▽
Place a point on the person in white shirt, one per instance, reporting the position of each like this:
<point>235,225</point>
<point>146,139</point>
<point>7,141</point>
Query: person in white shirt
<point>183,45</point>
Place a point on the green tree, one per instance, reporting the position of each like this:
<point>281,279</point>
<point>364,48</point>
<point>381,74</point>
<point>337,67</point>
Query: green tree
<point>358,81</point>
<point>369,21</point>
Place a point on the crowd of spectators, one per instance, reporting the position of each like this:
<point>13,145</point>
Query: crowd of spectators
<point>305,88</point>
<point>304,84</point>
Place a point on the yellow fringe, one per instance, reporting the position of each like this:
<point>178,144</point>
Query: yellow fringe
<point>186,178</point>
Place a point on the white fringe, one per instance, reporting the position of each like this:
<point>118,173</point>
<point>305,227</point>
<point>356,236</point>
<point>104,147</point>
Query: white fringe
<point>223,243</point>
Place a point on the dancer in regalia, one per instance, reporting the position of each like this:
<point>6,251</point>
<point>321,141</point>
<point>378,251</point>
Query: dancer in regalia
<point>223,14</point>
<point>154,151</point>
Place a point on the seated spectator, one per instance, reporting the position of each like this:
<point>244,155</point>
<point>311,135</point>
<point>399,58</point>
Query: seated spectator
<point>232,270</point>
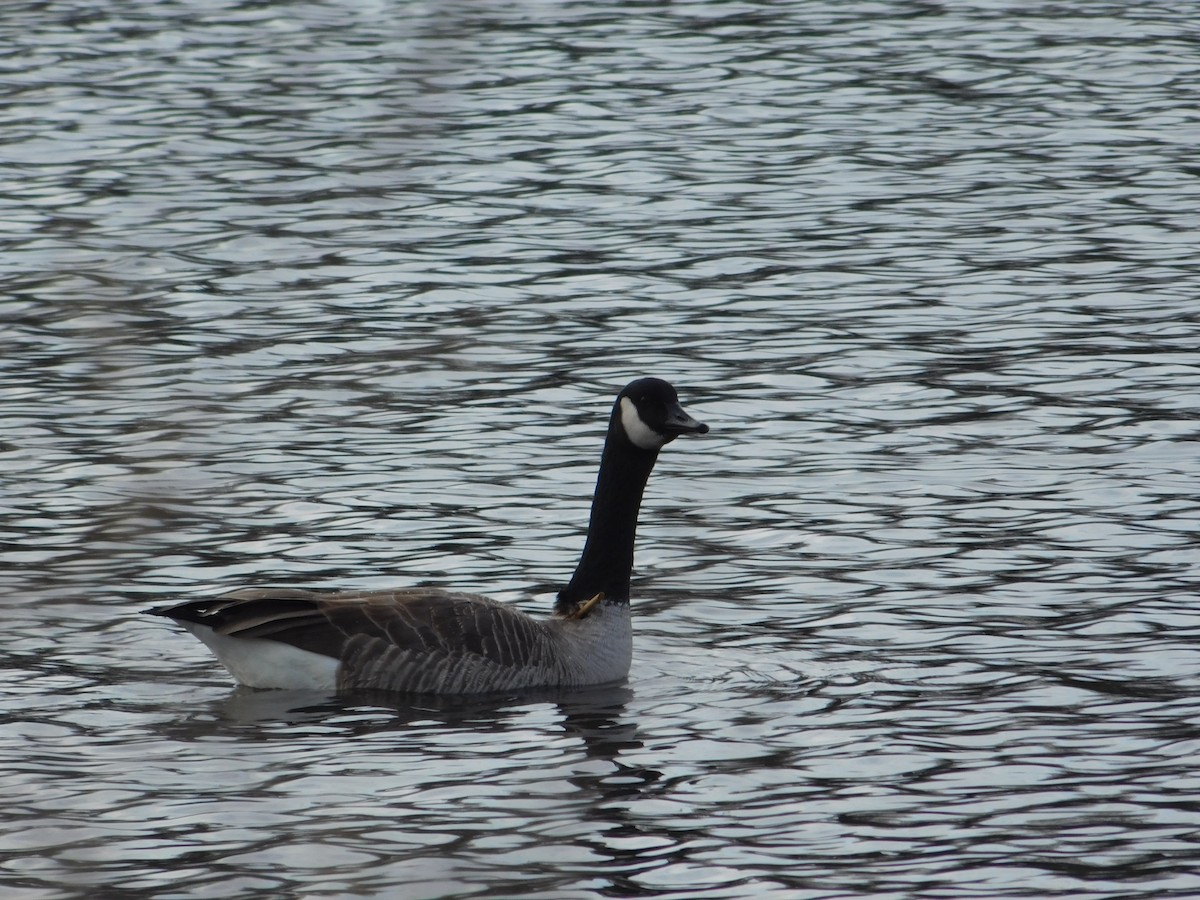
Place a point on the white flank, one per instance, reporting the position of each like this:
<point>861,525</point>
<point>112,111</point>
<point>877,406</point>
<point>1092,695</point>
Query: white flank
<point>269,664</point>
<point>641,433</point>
△
▽
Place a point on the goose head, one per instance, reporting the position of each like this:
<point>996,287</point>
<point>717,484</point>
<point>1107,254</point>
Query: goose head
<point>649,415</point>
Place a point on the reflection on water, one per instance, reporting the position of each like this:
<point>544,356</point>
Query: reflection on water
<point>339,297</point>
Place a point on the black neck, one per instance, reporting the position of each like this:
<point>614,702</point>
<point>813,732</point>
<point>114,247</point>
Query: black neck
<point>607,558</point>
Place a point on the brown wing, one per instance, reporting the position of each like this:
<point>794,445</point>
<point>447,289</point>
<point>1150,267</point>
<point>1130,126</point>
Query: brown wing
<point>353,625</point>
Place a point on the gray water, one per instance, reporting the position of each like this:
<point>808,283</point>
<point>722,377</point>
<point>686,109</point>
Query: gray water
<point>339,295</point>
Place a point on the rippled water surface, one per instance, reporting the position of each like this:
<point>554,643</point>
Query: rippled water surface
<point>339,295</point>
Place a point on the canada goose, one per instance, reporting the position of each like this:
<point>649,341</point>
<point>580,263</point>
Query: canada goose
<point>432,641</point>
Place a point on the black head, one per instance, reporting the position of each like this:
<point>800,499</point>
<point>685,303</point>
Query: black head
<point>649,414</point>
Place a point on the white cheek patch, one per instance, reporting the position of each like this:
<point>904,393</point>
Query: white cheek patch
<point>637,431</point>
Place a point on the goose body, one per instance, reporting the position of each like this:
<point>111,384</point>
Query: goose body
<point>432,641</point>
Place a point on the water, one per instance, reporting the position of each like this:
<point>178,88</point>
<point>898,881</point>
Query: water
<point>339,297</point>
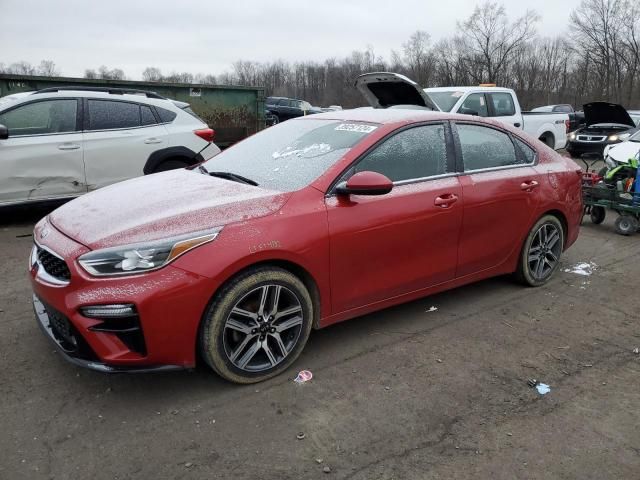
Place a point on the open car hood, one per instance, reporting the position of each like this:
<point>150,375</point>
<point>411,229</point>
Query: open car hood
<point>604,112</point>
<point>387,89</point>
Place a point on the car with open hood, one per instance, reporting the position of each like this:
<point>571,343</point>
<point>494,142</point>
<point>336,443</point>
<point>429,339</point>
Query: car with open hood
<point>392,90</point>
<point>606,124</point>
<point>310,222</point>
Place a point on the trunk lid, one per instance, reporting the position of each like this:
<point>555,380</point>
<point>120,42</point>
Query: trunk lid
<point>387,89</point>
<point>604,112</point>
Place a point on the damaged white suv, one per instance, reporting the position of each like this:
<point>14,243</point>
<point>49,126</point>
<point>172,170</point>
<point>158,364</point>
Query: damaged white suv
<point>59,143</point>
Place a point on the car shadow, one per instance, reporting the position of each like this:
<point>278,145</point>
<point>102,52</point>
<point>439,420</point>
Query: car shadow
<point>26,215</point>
△
▽
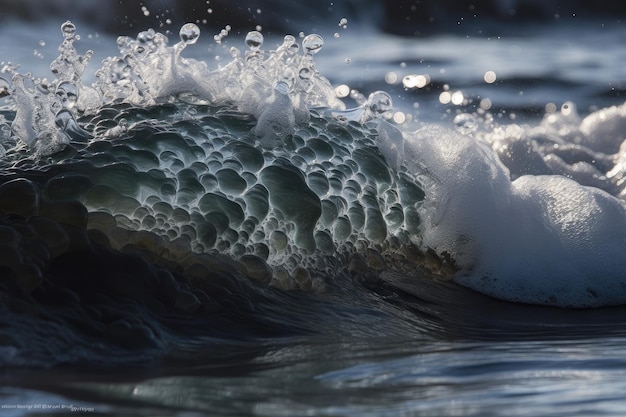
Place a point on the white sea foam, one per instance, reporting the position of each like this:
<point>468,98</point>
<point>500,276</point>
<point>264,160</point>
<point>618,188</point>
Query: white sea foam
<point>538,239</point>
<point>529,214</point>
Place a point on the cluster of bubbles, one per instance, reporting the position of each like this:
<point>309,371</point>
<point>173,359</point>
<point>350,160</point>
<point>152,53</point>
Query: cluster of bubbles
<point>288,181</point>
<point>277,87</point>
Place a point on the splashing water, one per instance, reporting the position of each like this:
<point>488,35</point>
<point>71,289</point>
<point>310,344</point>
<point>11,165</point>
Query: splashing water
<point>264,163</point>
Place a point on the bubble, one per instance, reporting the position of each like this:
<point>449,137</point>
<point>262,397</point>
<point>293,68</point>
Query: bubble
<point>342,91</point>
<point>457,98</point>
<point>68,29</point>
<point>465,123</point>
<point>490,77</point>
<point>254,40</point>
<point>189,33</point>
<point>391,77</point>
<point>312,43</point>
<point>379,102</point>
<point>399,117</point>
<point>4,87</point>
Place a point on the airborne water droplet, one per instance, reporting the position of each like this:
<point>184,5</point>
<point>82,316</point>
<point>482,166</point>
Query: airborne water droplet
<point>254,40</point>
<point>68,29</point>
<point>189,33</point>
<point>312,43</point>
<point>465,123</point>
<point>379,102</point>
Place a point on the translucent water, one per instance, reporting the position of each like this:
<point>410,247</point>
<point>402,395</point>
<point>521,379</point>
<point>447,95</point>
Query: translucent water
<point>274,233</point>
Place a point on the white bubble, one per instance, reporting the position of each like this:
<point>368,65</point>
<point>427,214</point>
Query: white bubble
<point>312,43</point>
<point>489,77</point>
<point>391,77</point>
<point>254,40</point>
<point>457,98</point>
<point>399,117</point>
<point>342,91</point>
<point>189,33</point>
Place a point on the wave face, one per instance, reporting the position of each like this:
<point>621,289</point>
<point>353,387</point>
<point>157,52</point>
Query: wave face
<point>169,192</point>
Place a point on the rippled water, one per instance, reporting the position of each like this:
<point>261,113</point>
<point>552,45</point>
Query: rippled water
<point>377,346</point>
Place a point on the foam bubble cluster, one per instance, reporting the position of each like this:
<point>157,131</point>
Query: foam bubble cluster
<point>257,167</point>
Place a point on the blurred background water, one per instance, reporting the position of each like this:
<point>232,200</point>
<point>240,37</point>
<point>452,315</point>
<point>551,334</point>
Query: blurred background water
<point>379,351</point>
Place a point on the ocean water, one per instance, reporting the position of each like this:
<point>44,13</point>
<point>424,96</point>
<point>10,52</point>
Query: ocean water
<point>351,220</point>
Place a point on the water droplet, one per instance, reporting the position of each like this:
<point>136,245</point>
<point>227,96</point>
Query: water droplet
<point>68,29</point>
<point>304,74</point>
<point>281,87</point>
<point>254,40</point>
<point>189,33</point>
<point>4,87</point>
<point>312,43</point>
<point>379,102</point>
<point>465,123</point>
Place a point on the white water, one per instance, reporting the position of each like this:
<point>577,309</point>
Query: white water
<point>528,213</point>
△
• [Goal]:
Reproduce unchanged the lines of the records from the one containing "Place a point on the crowd" through the one containing "<point>186,178</point>", both of those lines included.

• [Answer to this exercise]:
Place a point on the crowd of spectators, one per instance, reporting the position of each like this:
<point>13,145</point>
Query: crowd of spectators
<point>305,88</point>
<point>304,84</point>
Place a point on the yellow fringe, one per instance, reporting the position of each like this:
<point>178,144</point>
Query: yellow fringe
<point>186,178</point>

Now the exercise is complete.